# [GIVEN INSTRUCTION]
Present each line of the material below as a Markdown table with the columns Row and Text, numbering the lines in order. Leave out blank lines.

Items from a dataset
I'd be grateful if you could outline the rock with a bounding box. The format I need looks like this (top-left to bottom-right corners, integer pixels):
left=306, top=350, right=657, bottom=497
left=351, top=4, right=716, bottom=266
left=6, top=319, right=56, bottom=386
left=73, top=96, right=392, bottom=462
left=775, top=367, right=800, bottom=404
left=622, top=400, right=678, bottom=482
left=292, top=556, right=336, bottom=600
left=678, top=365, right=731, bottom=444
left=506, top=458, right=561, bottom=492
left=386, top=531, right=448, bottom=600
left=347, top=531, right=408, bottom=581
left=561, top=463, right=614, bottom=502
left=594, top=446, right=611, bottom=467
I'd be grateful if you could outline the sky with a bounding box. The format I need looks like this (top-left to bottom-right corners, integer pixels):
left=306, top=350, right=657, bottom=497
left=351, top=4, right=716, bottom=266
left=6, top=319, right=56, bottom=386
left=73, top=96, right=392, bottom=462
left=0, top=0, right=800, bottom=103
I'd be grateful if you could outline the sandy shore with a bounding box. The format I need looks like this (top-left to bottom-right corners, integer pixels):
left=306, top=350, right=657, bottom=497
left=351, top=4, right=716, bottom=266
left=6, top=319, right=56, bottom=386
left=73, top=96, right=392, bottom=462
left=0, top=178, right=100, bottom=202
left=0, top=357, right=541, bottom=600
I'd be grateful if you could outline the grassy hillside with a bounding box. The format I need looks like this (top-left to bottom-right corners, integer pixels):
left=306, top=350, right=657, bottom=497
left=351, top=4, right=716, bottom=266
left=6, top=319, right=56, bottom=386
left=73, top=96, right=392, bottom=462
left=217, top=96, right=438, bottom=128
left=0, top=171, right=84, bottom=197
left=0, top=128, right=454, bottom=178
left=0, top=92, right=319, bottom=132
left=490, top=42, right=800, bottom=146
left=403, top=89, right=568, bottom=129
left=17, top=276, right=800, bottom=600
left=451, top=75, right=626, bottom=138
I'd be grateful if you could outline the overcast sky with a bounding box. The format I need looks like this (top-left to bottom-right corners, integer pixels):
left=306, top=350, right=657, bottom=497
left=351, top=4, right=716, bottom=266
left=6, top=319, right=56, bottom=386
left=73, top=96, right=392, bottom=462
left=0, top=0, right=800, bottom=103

# [EXERCISE SOLUTION]
| Row | Text |
|---|---|
| 1 | I'd be grateful if you could outline the rock with a bounding box. The format I need looks like this (top-left to bottom-right corners, integer pixels): |
| 2 | left=306, top=350, right=657, bottom=497 |
| 3 | left=351, top=4, right=716, bottom=266 |
| 4 | left=6, top=319, right=56, bottom=386 |
| 5 | left=73, top=96, right=392, bottom=462 |
| 6 | left=775, top=367, right=800, bottom=404 |
| 7 | left=622, top=400, right=678, bottom=482 |
| 8 | left=292, top=556, right=336, bottom=600 |
| 9 | left=678, top=365, right=731, bottom=444 |
| 10 | left=506, top=458, right=561, bottom=492 |
| 11 | left=386, top=531, right=448, bottom=600 |
| 12 | left=347, top=531, right=408, bottom=581 |
| 13 | left=561, top=463, right=614, bottom=502 |
| 14 | left=594, top=446, right=611, bottom=467 |
| 15 | I'd be grateful if you could outline the sky with a bounding box. The format I need looks like this (top-left to bottom-right corners, integer pixels): |
| 16 | left=306, top=350, right=657, bottom=497 |
| 17 | left=351, top=4, right=716, bottom=266 |
| 18 | left=6, top=319, right=56, bottom=386 |
| 19 | left=73, top=96, right=392, bottom=462 |
| 20 | left=0, top=0, right=800, bottom=103 |
| 21 | I'd be grateful if you could outline the sandy shore with a bounding box. The format I need looks like this (top-left to bottom-right corners, integer pixels): |
| 22 | left=306, top=350, right=657, bottom=497 |
| 23 | left=351, top=4, right=716, bottom=266 |
| 24 | left=6, top=319, right=56, bottom=386 |
| 25 | left=73, top=96, right=392, bottom=462 |
| 26 | left=0, top=178, right=100, bottom=202 |
| 27 | left=0, top=357, right=541, bottom=600 |
| 28 | I'd be grateful if you could outline the grassy hillside with a bounding box. The format I need looks like this (top-left to bottom-right corners, integer pixels): |
| 29 | left=306, top=350, right=657, bottom=497 |
| 30 | left=351, top=4, right=716, bottom=266 |
| 31 | left=6, top=319, right=56, bottom=386 |
| 32 | left=73, top=96, right=392, bottom=462 |
| 33 | left=217, top=96, right=438, bottom=128 |
| 34 | left=0, top=171, right=84, bottom=197 |
| 35 | left=0, top=128, right=454, bottom=178 |
| 36 | left=0, top=92, right=319, bottom=132 |
| 37 | left=490, top=42, right=800, bottom=146 |
| 38 | left=403, top=89, right=568, bottom=129 |
| 39 | left=17, top=276, right=800, bottom=600 |
| 40 | left=451, top=75, right=626, bottom=138 |
| 41 | I'd be grateful if you could outline the overcast sky with a bounding box. The format I need looks like this (top-left to bottom-right corners, integer pixels): |
| 42 | left=306, top=350, right=657, bottom=497 |
| 43 | left=351, top=4, right=716, bottom=266 |
| 44 | left=6, top=319, right=56, bottom=386 |
| 45 | left=73, top=96, right=392, bottom=462 |
| 46 | left=0, top=0, right=800, bottom=103 |